Task instructions: Count the lines in the records below that contain the string "winter", matching case exactly. Give only the number.

-- start Records supplied --

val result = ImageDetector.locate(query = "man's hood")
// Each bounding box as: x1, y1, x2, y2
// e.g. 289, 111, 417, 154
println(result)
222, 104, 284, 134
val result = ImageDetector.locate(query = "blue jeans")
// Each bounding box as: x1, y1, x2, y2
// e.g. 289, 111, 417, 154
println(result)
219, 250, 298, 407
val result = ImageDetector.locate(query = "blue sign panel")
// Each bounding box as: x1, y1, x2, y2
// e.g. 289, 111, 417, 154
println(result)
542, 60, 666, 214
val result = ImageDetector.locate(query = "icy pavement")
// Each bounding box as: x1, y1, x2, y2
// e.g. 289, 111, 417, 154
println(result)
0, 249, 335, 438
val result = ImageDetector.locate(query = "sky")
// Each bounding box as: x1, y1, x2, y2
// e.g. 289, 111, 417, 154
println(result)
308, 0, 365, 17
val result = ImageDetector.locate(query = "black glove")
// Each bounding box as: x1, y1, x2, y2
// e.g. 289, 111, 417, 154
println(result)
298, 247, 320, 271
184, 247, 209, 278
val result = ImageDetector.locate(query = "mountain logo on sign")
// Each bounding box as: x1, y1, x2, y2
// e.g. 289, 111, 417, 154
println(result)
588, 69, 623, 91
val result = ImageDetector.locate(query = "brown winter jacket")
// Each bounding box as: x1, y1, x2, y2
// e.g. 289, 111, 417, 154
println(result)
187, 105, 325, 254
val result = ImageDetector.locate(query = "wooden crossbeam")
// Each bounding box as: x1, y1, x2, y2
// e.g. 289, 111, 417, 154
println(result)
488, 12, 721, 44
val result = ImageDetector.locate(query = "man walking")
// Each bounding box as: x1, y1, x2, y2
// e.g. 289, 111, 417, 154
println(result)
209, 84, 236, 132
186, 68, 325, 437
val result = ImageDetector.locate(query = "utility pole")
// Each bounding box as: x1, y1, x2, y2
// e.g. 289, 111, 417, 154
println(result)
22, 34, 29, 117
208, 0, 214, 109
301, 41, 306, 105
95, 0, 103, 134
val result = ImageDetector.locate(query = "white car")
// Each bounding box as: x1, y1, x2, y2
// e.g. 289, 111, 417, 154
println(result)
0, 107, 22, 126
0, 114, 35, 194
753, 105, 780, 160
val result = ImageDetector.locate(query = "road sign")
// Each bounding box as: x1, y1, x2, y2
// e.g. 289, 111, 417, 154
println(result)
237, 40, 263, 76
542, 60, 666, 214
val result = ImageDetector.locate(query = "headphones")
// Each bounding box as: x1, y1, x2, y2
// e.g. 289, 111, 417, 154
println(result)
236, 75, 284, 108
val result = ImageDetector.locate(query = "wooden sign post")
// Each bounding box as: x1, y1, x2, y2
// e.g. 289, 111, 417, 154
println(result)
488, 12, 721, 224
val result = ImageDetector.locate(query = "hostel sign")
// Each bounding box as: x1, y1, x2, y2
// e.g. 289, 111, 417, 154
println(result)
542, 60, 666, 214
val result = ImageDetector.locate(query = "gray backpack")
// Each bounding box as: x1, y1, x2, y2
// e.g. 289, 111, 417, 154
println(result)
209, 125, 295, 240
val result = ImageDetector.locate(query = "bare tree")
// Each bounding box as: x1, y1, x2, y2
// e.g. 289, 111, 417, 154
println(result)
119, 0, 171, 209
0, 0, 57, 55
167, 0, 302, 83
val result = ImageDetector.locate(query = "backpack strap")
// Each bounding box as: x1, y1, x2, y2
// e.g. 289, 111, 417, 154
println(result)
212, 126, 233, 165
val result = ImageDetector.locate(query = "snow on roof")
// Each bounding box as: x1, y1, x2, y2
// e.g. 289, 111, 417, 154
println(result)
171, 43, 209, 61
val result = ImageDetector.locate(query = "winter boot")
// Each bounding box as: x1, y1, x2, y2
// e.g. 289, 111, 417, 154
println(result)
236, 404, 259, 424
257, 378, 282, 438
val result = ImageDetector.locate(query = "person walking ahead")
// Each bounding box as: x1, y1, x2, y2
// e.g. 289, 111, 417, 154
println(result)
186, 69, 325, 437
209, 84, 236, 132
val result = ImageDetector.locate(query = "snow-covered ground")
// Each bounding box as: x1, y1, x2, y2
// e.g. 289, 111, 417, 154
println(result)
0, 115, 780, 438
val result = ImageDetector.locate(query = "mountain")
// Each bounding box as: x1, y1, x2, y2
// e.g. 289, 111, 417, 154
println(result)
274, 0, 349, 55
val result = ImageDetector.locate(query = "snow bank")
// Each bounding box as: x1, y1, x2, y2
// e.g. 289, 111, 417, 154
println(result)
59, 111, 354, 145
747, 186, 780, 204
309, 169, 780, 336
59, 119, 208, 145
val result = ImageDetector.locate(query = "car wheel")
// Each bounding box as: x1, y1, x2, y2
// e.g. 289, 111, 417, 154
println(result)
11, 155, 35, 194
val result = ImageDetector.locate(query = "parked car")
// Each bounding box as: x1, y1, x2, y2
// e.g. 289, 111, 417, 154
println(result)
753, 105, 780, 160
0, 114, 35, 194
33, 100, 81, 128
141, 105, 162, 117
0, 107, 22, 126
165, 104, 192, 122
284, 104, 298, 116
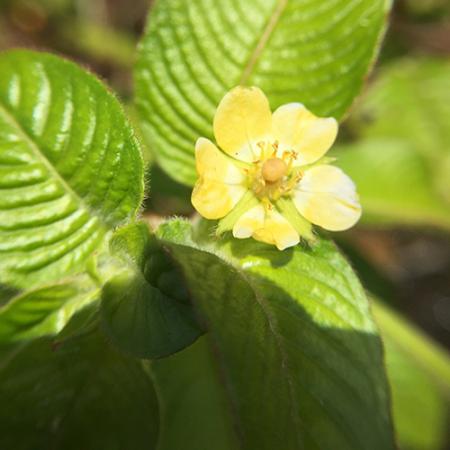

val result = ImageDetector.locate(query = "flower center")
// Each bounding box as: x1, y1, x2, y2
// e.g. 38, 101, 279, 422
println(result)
261, 158, 288, 183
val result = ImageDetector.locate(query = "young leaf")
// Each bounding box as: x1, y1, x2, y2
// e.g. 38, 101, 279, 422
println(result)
335, 138, 450, 230
349, 59, 450, 211
0, 50, 143, 288
0, 334, 159, 450
0, 276, 100, 342
135, 0, 391, 184
159, 221, 394, 450
100, 223, 202, 358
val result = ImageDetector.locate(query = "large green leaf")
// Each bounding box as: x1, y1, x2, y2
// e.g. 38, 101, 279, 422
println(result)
0, 276, 100, 342
151, 337, 240, 450
334, 138, 450, 230
373, 301, 450, 450
101, 223, 202, 358
0, 335, 159, 450
159, 221, 393, 450
135, 0, 391, 184
0, 51, 143, 288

-- end Records supplied --

Written response: 2